» **Vorliegender Text**:
1934 - 1938: Ständestaat

Aus City ABC

Ständestaat

Der Ständestaat ist die zeitgenössische Selbstbezeichnung des autoritären Systems in Österreich, das sich nach der Ausschaltung des Parlamentarismus 1933/34 herausbildete und bis März 1938 bestand. In der Forschung und öffentlichen Vermittlung wird dafür häufig auch von Austrofaschismus oder – betont wertend und zugleich präzisierend – von der Dollfuß-Schuschnigg-Diktatur gesprochen. [1][2]

Für Wien ist der Ständestaat nicht nur „Bundespolitik“, sondern Stadtgeschichte. Regierung, Ministerien, zentrale Sicherheitsapparate und Propagandaorganisationen saßen in Wien, und hier wurden die Konflikte besonders sichtbar: im Februar 1934 in Arbeiterbezirken und Gemeindebauten, im Juli 1934 beim nationalsozialistischen Putschversuch und in der Umformung des Wiener Gemeinwesens (Auflösung von Gemeinderat und Landtag, Einrichtung einer Bürgerschaft). [3][4][5]

Kurzüberblick

Der Ständestaat zielte auf eine „berufsständische“ Neuordnung, in der Parteien durch Stände- bzw. Berufsvertretungen ersetzt werden sollten. Politisch bedeutete das jedoch vor allem: pluralistische Willensbildung wurde abgeschafft, Opposition verboten und die Regierungsmacht in einem System gebündelt, das sich auf eine politische Monopolorganisation stützte. Als Einheits- und Sammelorganisation wurde die Vaterländische Front geschaffen; sie sollte die einzige legale politische Trägerstruktur sein. [6][7]

In Wien wurde diese Ordnung mit besonderer Wucht spürbar, weil hier die politischen Gegensätze der Ersten Republik räumlich konzentriert waren. Der Februar 1934 zerschlug die sozialdemokratische Infrastruktur in der Stadt, und danach wurde auch die kommunale Demokratie institutionell „umgebaut“. Die Besetzung des Wiener Rathauses, die Verhaftung von Bürgermeister Karl Seitz und die Auflösung von Gemeinderat und Landtag markieren dabei eine Wiener Schlüsselzäsur. [8]

Wien-Fokus

Wien war im Ständestaat Machtzentrum, Konfliktzone und Bühne politischer Symbolik zugleich. Regierung und zentrale Behörden arbeiteten in der Inneren Stadt (u. a. im Umfeld von Ballhausplatz und Parlament), während die gewaltsame Auseinandersetzung im Februar 1934 vor allem in Arbeiterbezirken und großen Gemeindebauten eskalierte. Das DÖW dokumentiert für Wien eine Reihe konkreter Brennpunkte, darunter Karl-Marx-Hof, Goethe-Hof und das Ottakringer Arbeiterheim. [9]

Auch die Umformung der Stadtpolitik ist als Wiener Ereignis greifbar. Die Bürgerschaft im Rathaus wird in der Darstellung der Stadt Wien ausdrücklich als „Scheinparlament“ beschrieben und steht exemplarisch dafür, wie demokratische Legitimation durch ernannte bzw. gelenkte Formen ersetzt werden sollte. [10]

Verfassung und politische Ordnung

Der Ständestaat verband autoritäre Exekutivmacht mit dem Anspruch einer berufsständischen Neuorganisation. Ein zentraler Fixpunkt ist die Maiverfassung 1934, die auf Grundlage des Bundesverfassungsgesetzes vom 30. April 1934 wiederverlautbart wurde und die neue Ordnung normativ absichern sollte. [11] In der politischen Praxis blieb der ständische Gedanke jedoch nur teilweise umgesetzt; mehrere Darstellungen betonen, dass die geplanten Stände- und Vertretungskörper nicht in der intendierten Form als echte Alternative zu Parlament und Parteienwirklichkeit funktionierten. [12][13]

Mini-Zeitleiste

Datum Ereignis (mit Wien-Bezug)

» **Datenauszug**:
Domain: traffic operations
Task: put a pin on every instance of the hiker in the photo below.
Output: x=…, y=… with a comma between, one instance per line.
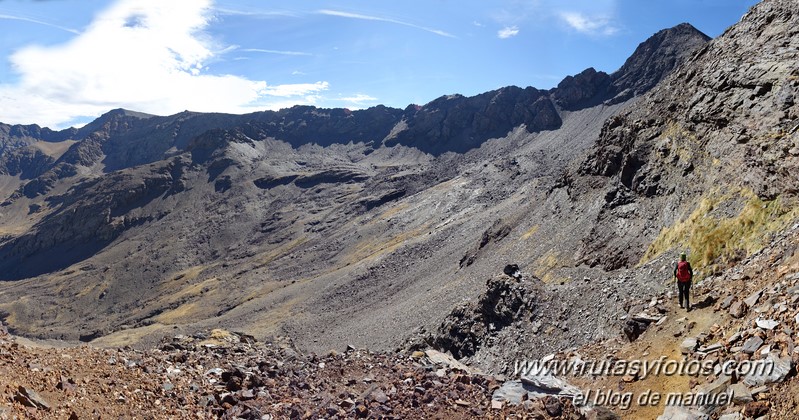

» **Aufgabenstellung**: Übertragen Sie einen Abschnitt aus dem Text über den Ständestaat wortgetreu. Beginnen Sie bei den Worten „Verfassung und politische“ und enden Sie nach „Ereignis (mit Wien-Bezug)“.

» **Lösung**:
Verfassung und politische Ordnung

Der Ständestaat verband autoritäre Exekutivmacht mit dem Anspruch einer berufsständischen Neuorganisation. Ein zentraler Fixpunkt ist die Maiverfassung 1934, die auf Grundlage des Bundesverfassungsgesetzes vom 30. April 1934 wiederverlautbart wurde und die neue Ordnung normativ absichern sollte. [11] In der politischen Praxis blieb der ständische Gedanke jedoch nur teilweise umgesetzt; mehrere Darstellungen betonen, dass die geplanten Stände- und Vertretungskörper nicht in der intendierten Form als echte Alternative zu Parlament und Parteienwirklichkeit funktionierten. [12][13]

Mini-Zeitleiste

Datum Ereignis (mit Wien-Bezug)